**Problem to work on:** Please print all of the material below, word for word.

((

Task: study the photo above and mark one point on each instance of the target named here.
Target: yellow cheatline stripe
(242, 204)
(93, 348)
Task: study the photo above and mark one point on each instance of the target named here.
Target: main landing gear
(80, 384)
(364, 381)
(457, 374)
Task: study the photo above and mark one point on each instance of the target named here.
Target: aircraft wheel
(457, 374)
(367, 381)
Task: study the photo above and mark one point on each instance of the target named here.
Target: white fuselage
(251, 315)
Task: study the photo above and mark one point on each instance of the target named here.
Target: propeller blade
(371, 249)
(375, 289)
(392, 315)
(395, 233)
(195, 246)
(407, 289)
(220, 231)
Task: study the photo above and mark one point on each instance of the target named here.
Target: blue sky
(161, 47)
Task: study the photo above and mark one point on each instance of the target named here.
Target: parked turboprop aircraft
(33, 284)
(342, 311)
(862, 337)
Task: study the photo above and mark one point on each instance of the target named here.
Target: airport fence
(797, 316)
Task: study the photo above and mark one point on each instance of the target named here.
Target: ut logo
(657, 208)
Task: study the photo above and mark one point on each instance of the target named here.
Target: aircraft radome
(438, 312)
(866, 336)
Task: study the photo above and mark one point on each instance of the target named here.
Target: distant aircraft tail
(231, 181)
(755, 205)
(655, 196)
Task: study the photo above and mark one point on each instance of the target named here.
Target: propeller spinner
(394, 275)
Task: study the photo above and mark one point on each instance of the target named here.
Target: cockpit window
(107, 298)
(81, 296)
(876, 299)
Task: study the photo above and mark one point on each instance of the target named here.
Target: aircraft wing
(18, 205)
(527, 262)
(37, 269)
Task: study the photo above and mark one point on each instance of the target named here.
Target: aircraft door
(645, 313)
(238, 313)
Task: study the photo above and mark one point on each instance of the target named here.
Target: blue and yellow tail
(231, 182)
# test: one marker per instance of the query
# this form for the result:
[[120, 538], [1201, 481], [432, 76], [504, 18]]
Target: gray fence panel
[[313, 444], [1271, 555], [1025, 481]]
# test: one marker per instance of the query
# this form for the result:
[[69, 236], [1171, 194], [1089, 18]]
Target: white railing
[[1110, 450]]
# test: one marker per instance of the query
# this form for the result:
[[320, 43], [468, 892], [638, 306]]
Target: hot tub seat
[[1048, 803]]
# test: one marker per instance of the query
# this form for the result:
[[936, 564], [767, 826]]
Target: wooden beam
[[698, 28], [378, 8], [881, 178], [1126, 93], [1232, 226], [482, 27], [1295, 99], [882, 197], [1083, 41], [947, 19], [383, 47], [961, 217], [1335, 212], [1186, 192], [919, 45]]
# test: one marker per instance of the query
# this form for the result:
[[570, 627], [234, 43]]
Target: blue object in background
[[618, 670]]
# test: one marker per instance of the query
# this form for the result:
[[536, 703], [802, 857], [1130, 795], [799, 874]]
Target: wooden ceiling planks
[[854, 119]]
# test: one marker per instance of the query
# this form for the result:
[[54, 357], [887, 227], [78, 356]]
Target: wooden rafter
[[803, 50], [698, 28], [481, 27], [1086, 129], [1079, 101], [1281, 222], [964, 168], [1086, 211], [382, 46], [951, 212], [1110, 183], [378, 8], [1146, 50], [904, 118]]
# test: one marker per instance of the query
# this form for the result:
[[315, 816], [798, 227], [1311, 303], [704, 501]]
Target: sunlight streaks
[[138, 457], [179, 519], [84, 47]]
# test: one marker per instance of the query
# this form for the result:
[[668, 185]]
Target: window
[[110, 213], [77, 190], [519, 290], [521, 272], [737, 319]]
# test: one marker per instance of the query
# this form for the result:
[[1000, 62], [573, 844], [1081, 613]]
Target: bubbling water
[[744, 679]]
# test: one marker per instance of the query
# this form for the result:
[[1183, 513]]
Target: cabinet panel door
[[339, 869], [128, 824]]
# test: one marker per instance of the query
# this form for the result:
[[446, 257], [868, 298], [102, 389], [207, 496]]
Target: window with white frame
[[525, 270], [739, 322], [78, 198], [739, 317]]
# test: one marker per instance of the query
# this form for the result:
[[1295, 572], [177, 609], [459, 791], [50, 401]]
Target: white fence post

))

**Full solution:**
Task: study the photo above and mark one point on each instance of the target named here.
Target: yellow cheatline stripe
(242, 204)
(93, 348)
Task: study the photo above and mark one point on each instance of the target named here.
Target: main landing gear
(80, 384)
(364, 381)
(457, 374)
Task: study the photo above and mark one point on each instance of the target named here.
Target: aircraft wheel
(457, 374)
(367, 381)
Task: study the photo above and mark one point on each instance of the target named here.
Target: white fuselage
(251, 315)
Task: study the photo above and mark one point on each instance of the target named here.
Target: propeller blade
(371, 249)
(375, 289)
(392, 315)
(395, 233)
(195, 246)
(407, 289)
(220, 231)
Task: study the photo above and mark one point on each instance of the target named here.
Target: blue sky
(161, 47)
Task: study the photo above and mark one point on each instance of the target named here.
Target: parked turboprop aircraft
(33, 284)
(342, 311)
(862, 337)
Task: study the photo above and mark one point on each instance of the target named here.
Target: airport fence
(797, 316)
Task: study the photo above and mark one point on each instance of the target named here.
Target: ut logo
(657, 208)
Task: study the photo above and mark one point on each instance of the target named here.
Target: aircraft radome
(438, 312)
(866, 336)
Task: study the photo above and mark one point on each instance of the target named here.
Target: distant aircraft tail
(231, 181)
(755, 205)
(655, 196)
Task: study the photo above and mark one point on each instance of the target named here.
Target: propeller spinner
(394, 275)
Task: study the photo above and mark one point on each instance of the target named here.
Target: cockpit window
(107, 298)
(81, 296)
(876, 299)
Task: study the photo above and mark one point on each instance of the target named here.
Target: aircraft wing
(18, 205)
(527, 262)
(37, 269)
Task: study the photo above and mark one point on each instance of the target named here.
Target: aircraft door
(645, 313)
(238, 313)
Task: study the photo above and mark one point on each instance of the target named here.
Target: blue and yellow tail
(231, 182)
# test: one marker per instance of the query
# this form for the result:
[[120, 538], [1201, 481], [432, 76], [504, 18]]
Target: gray fence panel
[[313, 444], [1271, 555], [1025, 481]]
# test: one marker per instance of the query
# this form for the result:
[[69, 236], [1171, 194], [1089, 18]]
Target: white railing
[[1110, 450]]
# test: one marker per instance of the query
# this form for the result:
[[320, 43], [468, 892], [638, 306]]
Target: hot tub seat
[[1048, 803]]
# test: one marker per instance of the query
# this form for the result:
[[936, 564], [767, 826]]
Target: wooden beam
[[698, 28], [378, 8], [881, 178], [1126, 93], [1232, 226], [482, 27], [1295, 99], [882, 197], [1083, 41], [947, 19], [383, 47], [961, 217], [1335, 212], [1186, 192], [919, 45]]
# test: one marker per instance of the query
# this form for the result:
[[570, 627], [234, 43]]
Target: blue object in background
[[618, 670]]
# test: one marker per instance of the query
# this form for the result:
[[536, 703], [802, 857], [1130, 795], [799, 874]]
Target: wooden ceiling planks
[[854, 119]]
# test: one marker per instance of the query
# this form for the result:
[[54, 357], [887, 227], [78, 356]]
Target: wooden rafter
[[803, 50], [698, 28], [481, 27], [1086, 129], [1079, 101], [1281, 222], [964, 168], [1086, 211], [382, 46], [951, 212], [1110, 183], [378, 8], [1146, 50], [904, 118]]
# test: one marker per instance of the query
# this form for the result:
[[315, 816], [798, 227], [1311, 303], [704, 501]]
Target: sunlight streaks
[[138, 457], [179, 519], [84, 47]]
# test: one marker per instance of the query
# this form for the result:
[[668, 185]]
Target: window
[[110, 213], [77, 190], [519, 290], [521, 272], [737, 319]]
# test: one marker per instance of the query
# this form for the result:
[[1000, 62], [573, 844], [1081, 613]]
Target: bubbling water
[[744, 679]]
# test: one marker per instance of the query
# this form for the result:
[[1183, 513]]
Target: cabinet panel door
[[339, 869], [128, 824]]
# test: one marker per instance of the query
# this form for the result:
[[446, 257], [868, 298], [102, 389], [207, 496]]
Target: window with white frame
[[525, 270], [739, 322], [78, 198], [739, 317]]
# test: one marker per instance of the query
# this form for the result:
[[1295, 572], [177, 609], [459, 791], [50, 401]]
Target: white fence post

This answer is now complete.